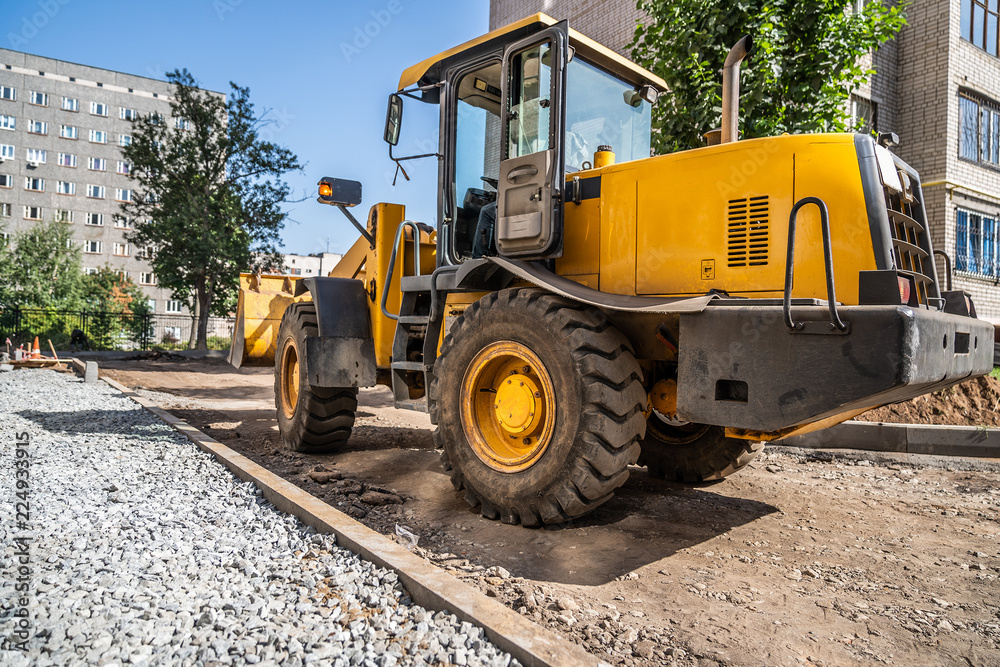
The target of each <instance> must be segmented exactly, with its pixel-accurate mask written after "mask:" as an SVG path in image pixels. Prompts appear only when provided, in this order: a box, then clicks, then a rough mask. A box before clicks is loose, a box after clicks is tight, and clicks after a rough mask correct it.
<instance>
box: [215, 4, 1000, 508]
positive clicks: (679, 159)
mask: <svg viewBox="0 0 1000 667" xmlns="http://www.w3.org/2000/svg"><path fill="white" fill-rule="evenodd" d="M751 49H752V40H751V39H750V38H749V37H747V38H744V39H743V40H741V42H740V43H739V44H737V45H736V46H735V47H734V48H733V50H732V51H731V52H730V55H729V58H728V59H727V62H726V67H725V69H724V72H723V98H724V99H723V118H722V121H723V122H722V127H721V128H720V129H719V130H718V131H714V132H712V133H709V135H708V144H709V145H707V146H705V147H702V148H698V149H695V150H688V151H683V152H678V153H674V154H671V155H660V156H655V157H651V156H650V134H651V125H650V114H651V106H652V105H653V104H654V103H655V102H656V101H657V98H658V97H660V96H663V95H669V92H668V91H667V90H666V86H665V84H664V82H663V81H662V80H661V79H660V78H658V77H656V76H655V75H653V74H652V73H650V72H648V71H646V70H644V69H643V68H641V67H638V66H637V65H635V64H633V63H631V62H629V61H628V60H626V59H625V58H622V57H621V56H619V55H617V54H616V53H614V52H612V51H611V50H609V49H607V48H605V47H603V46H601V45H600V44H598V43H597V42H595V41H593V40H591V39H588V38H587V37H585V36H583V35H581V34H579V33H577V32H575V31H574V30H571V29H570V28H569V27H568V26H567V24H566V22H564V21H563V22H560V21H555V20H553V19H551V18H549V17H548V16H545V15H543V14H537V15H534V16H530V17H528V18H526V19H524V20H521V21H519V22H517V23H513V24H511V25H508V26H506V27H504V28H501V29H499V30H496V31H494V32H491V33H489V34H487V35H484V36H482V37H480V38H478V39H475V40H472V41H470V42H468V43H466V44H463V45H461V46H458V47H455V48H453V49H450V50H448V51H445V52H444V53H441V54H439V55H437V56H435V57H433V58H430V59H428V60H426V61H424V62H422V63H419V64H417V65H415V66H413V67H411V68H409V69H407V70H406V71H405V72H403V74H402V77H401V79H400V82H399V87H398V90H397V92H395V93H393V94H392V95H390V97H389V105H388V113H387V119H386V131H385V140H386V141H387V142H388V143H389V156H390V158H391V159H392V160H394V161H396V164H397V167H398V168H399V169H401V170H402V169H403V165H402V162H403V161H405V160H408V159H412V158H419V157H423V158H437V167H438V184H439V189H438V217H437V220H436V224H435V225H434V226H433V227H432V226H428V225H425V224H422V223H417V222H414V221H410V220H408V219H407V218H406V215H405V209H404V208H403V207H402V206H400V205H397V204H384V203H383V204H376V205H375V206H373V207H372V209H371V211H370V212H369V214H368V219H367V221H366V222H365V223H362V222H360V221H358V220H357V219H355V218H354V216H353V215H352V214H351V213H350V210H349V209H350V207H352V206H355V205H357V204H358V203H360V201H361V186H360V184H358V183H355V182H351V181H346V180H340V179H334V178H324V179H322V180H321V181H320V182H319V201H320V202H323V203H327V204H331V205H335V206H337V207H338V208H340V210H341V211H342V212H343V213H344V214H345V215H346V216H347V217H348V219H349V220H350V221H351V222H352V223H353V224H354V225H355V226H356V227H357V228H358V230H359V232H360V238H358V240H357V242H356V243H355V244H354V246H353V247H352V248H351V249H350V250H349V251H348V252H347V253H346V254H345V255H344V257H343V259H342V260H341V261H340V263H339V264H338V265H337V266H336V268H335V269H334V270H333V271H332V272H331V273H330V275H329V276H325V277H310V278H304V279H299V278H298V277H293V276H261V275H251V274H247V275H244V276H242V278H241V291H240V302H239V312H238V326H237V330H236V334H235V337H234V341H233V347H232V357H231V361H232V363H234V364H235V365H237V366H239V365H240V364H273V365H274V369H275V401H276V404H277V412H278V423H279V427H280V431H281V436H282V438H283V439H284V442H285V444H286V445H287V446H288V447H290V448H291V449H294V450H299V451H312V452H325V451H334V450H336V448H337V447H338V446H339V445H341V444H343V443H344V442H345V441H346V440H347V439H348V437H349V436H350V432H351V428H352V426H353V423H354V415H355V410H356V407H357V393H358V388H359V387H370V386H374V385H376V384H383V385H386V386H388V387H391V388H392V391H393V393H394V396H395V404H396V406H397V407H399V408H407V409H414V410H421V411H427V412H429V413H430V417H431V420H432V422H434V423H435V424H436V425H437V430H436V431H435V441H436V443H437V444H438V445H439V446H440V447H441V448H442V449H443V463H444V467H445V469H446V470H447V471H449V472H450V474H451V479H452V482H453V484H454V485H455V487H456V489H459V490H463V491H464V492H465V497H466V499H467V500H468V502H469V503H470V505H472V506H473V507H477V508H479V509H480V511H481V513H482V515H483V516H484V517H487V518H490V519H500V520H502V521H504V522H507V523H521V524H524V525H527V526H537V525H540V524H550V523H558V522H563V521H566V520H569V519H572V518H574V517H578V516H581V515H583V514H585V513H587V512H589V511H590V510H592V509H594V508H595V507H597V506H598V505H600V504H601V503H603V502H604V501H606V500H607V499H608V498H610V497H611V495H612V494H613V492H614V490H615V489H616V488H618V487H619V486H620V485H621V484H622V483H623V482H624V481H625V480H626V478H627V477H628V474H629V473H628V468H629V466H630V465H633V464H635V463H639V464H640V465H645V466H647V467H648V468H649V470H650V471H651V472H652V473H654V474H656V475H660V476H663V477H666V478H669V479H676V480H681V481H686V482H702V481H709V480H717V479H721V478H724V477H726V476H727V475H729V474H731V473H733V472H735V471H737V470H739V469H740V468H742V467H744V466H746V465H747V463H749V462H750V461H751V460H752V459H753V458H754V457H755V456H756V455H757V454H758V453H759V452H760V450H761V448H762V447H763V443H764V442H766V441H773V440H779V439H781V438H784V437H788V436H791V435H795V434H802V433H807V432H810V431H815V430H818V429H822V428H826V427H829V426H831V425H834V424H837V423H839V422H842V421H844V420H846V419H849V418H851V417H853V416H855V415H857V414H859V413H862V412H864V411H866V410H868V409H871V408H873V407H876V406H879V405H884V404H886V403H892V402H897V401H902V400H906V399H909V398H912V397H914V396H917V395H920V394H923V393H926V392H929V391H932V390H935V389H938V388H941V387H946V386H948V385H951V384H954V383H957V382H959V381H962V380H964V379H966V378H969V377H973V376H976V375H980V374H984V373H986V372H988V371H989V370H990V369H991V368H992V361H993V358H992V355H993V346H992V341H993V328H992V326H991V325H990V324H988V323H985V322H983V321H980V320H978V319H977V318H976V315H975V309H974V307H973V304H972V302H971V300H970V299H969V297H968V296H967V295H966V294H965V293H964V292H960V291H947V290H944V291H942V289H941V287H940V285H939V278H938V272H937V269H936V265H935V251H934V249H933V247H932V245H931V235H930V233H929V231H928V229H927V221H926V217H925V214H924V207H923V204H922V201H923V193H922V191H921V187H920V178H919V176H918V174H917V173H916V172H915V171H914V170H913V169H911V168H910V167H909V166H907V165H906V164H905V163H904V162H903V161H901V160H900V159H899V158H898V157H896V156H895V155H894V154H893V153H892V152H890V150H889V146H890V145H891V144H892V141H893V139H894V137H892V136H881V137H879V139H878V140H877V141H876V140H875V139H873V138H872V137H869V136H864V135H857V134H853V135H852V134H810V135H796V136H787V135H786V136H780V137H771V138H765V139H752V140H746V141H737V139H738V137H737V107H738V81H739V77H738V73H739V66H740V62H741V61H742V60H743V58H744V57H745V56H746V55H747V53H748V52H749V51H750V50H751ZM404 101H406V102H407V103H409V104H413V103H420V104H430V105H436V106H438V107H439V109H440V146H439V148H438V152H436V153H433V154H430V155H418V156H403V157H398V156H395V155H394V154H393V147H394V146H396V145H397V142H398V138H399V132H400V127H401V123H402V118H403V106H404ZM403 174H404V176H406V172H405V170H403Z"/></svg>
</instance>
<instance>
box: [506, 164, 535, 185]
mask: <svg viewBox="0 0 1000 667" xmlns="http://www.w3.org/2000/svg"><path fill="white" fill-rule="evenodd" d="M537 173H538V167H536V166H535V165H533V164H526V165H524V166H523V167H516V168H514V169H511V170H510V171H509V172H508V173H507V182H508V183H513V182H514V179H517V178H520V177H521V176H534V175H535V174H537Z"/></svg>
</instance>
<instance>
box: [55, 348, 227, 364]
mask: <svg viewBox="0 0 1000 667" xmlns="http://www.w3.org/2000/svg"><path fill="white" fill-rule="evenodd" d="M165 352H168V353H169V354H176V355H179V356H181V357H186V358H188V359H228V358H229V350H165ZM154 353H155V350H149V351H146V352H143V351H142V350H126V351H122V350H104V351H97V352H71V351H69V350H66V351H62V350H60V351H57V352H56V354H59V355H62V356H60V357H59V358H60V359H62V358H63V357H67V358H68V357H70V356H71V355H72V356H75V357H77V358H78V359H84V360H87V359H90V360H97V361H100V360H104V361H121V360H122V359H127V358H129V357H136V356H139V355H143V354H154Z"/></svg>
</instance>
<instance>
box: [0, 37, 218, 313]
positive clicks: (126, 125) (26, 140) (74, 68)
mask: <svg viewBox="0 0 1000 667" xmlns="http://www.w3.org/2000/svg"><path fill="white" fill-rule="evenodd" d="M171 92H172V86H171V85H170V84H169V83H167V82H166V81H159V80H157V79H151V78H147V77H142V76H136V75H132V74H124V73H122V72H114V71H111V70H106V69H99V68H96V67H88V66H86V65H78V64H76V63H70V62H65V61H62V60H55V59H52V58H44V57H42V56H35V55H31V54H28V53H21V52H19V51H10V50H7V49H0V225H2V226H3V227H4V230H3V231H4V234H5V236H10V235H12V234H13V233H14V232H16V231H18V230H20V229H23V228H26V227H30V226H32V225H35V224H37V223H38V222H39V221H42V220H44V221H49V220H55V221H58V222H61V223H64V224H67V225H70V226H71V228H72V232H73V242H74V243H77V244H79V246H80V249H81V251H82V253H83V255H82V258H83V270H84V271H86V272H93V271H96V270H97V269H99V268H101V267H104V266H110V267H111V268H113V269H115V270H118V271H120V272H122V273H124V274H126V275H128V276H129V277H131V278H132V280H133V282H135V283H136V284H137V285H139V286H140V287H141V288H142V290H143V292H144V293H145V294H146V295H147V296H148V297H149V299H150V302H151V305H153V307H154V309H155V312H157V313H176V314H180V313H186V312H187V309H186V307H185V306H184V305H183V304H182V303H181V302H180V301H177V300H175V299H172V298H171V294H170V292H169V291H168V290H165V289H162V288H160V287H158V286H157V281H156V276H155V275H154V274H153V270H152V268H151V267H150V264H149V261H148V252H147V250H146V249H144V248H136V247H133V246H132V245H131V244H130V243H129V242H128V241H127V240H126V239H125V233H126V232H127V231H128V229H130V228H131V227H133V226H134V225H136V224H141V221H137V220H130V219H128V218H125V217H123V216H122V215H121V214H120V208H119V204H120V202H122V201H129V200H130V199H131V197H133V196H134V193H133V191H132V189H131V188H132V184H131V181H130V180H129V178H128V173H129V169H130V166H129V165H128V164H127V163H126V162H125V161H124V160H123V159H122V155H121V147H122V146H125V145H128V143H129V142H130V141H131V135H130V132H131V120H132V119H133V118H138V117H140V116H145V115H147V114H151V113H157V114H161V115H162V116H163V117H164V118H165V119H167V122H170V123H177V122H182V121H180V119H173V118H171V117H170V95H171ZM220 94H221V93H220Z"/></svg>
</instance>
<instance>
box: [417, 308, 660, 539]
mask: <svg viewBox="0 0 1000 667" xmlns="http://www.w3.org/2000/svg"><path fill="white" fill-rule="evenodd" d="M641 378H642V372H641V370H640V368H639V365H638V363H637V362H636V360H635V357H634V356H633V353H632V348H631V346H630V345H629V343H628V341H627V340H626V339H625V337H624V336H623V335H622V334H621V333H620V332H619V331H618V330H617V329H616V328H615V327H614V326H613V325H611V324H610V323H609V322H608V321H607V318H606V317H605V316H604V315H603V313H601V312H600V311H599V310H596V309H593V308H589V307H586V306H582V305H581V304H579V303H576V302H573V301H569V300H567V299H564V298H561V297H558V296H555V295H553V294H551V293H548V292H546V291H544V290H540V289H511V290H503V291H500V292H494V293H492V294H488V295H487V296H485V297H483V298H482V299H481V300H480V301H478V302H477V303H475V304H473V305H471V306H469V308H467V309H466V311H465V313H464V314H463V316H462V317H460V318H459V319H458V320H457V321H456V322H455V324H454V326H453V328H452V330H451V333H450V334H449V336H448V337H447V338H446V339H445V341H444V344H443V345H442V347H441V356H440V357H439V358H438V361H437V363H436V364H435V373H434V380H433V384H432V388H431V413H432V414H431V418H432V420H433V421H434V422H435V423H436V424H438V428H437V430H436V431H435V433H434V438H435V442H436V443H437V444H438V445H439V446H440V447H442V448H443V450H444V451H443V454H442V463H443V465H444V468H445V470H446V471H449V472H450V473H451V481H452V484H453V485H454V486H455V488H456V489H458V490H460V491H461V490H464V491H465V498H466V501H467V502H468V503H469V505H470V506H471V507H473V508H476V507H478V508H479V511H480V513H481V514H482V515H483V516H484V517H486V518H488V519H500V520H502V521H503V522H504V523H511V524H516V523H521V524H523V525H525V526H537V525H540V524H552V523H561V522H564V521H568V520H570V519H573V518H576V517H579V516H582V515H584V514H586V513H588V512H590V511H591V510H593V509H594V508H595V507H597V506H598V505H600V504H601V503H603V502H605V501H607V500H608V499H609V498H611V496H612V495H613V494H614V490H615V489H617V488H618V487H619V486H621V485H622V484H623V483H624V482H625V480H626V479H628V470H627V467H628V466H629V465H630V464H632V463H634V462H635V460H636V458H637V457H638V455H639V444H638V440H639V438H640V437H642V435H643V432H644V430H645V428H644V427H645V419H644V416H643V408H644V405H645V402H646V394H645V390H644V389H643V388H642V383H641Z"/></svg>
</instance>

____

What you are asked to do: Copy everything from the start of the records down to and including the line that contains "positive clicks: (679, 159)", leaving out the pictures.

Problem solution:
The target of each <instance> must be segmented exactly, with its pixel-accurate mask written after "mask:" as an SVG path in image pixels. Prompts appear only when provided, in this order: a box, then clicks, then a rough mask. A box before clicks is loose, a box after clicks is tight, and clicks after a rough mask correct it.
<instance>
box: [215, 4, 1000, 508]
positive clicks: (679, 159)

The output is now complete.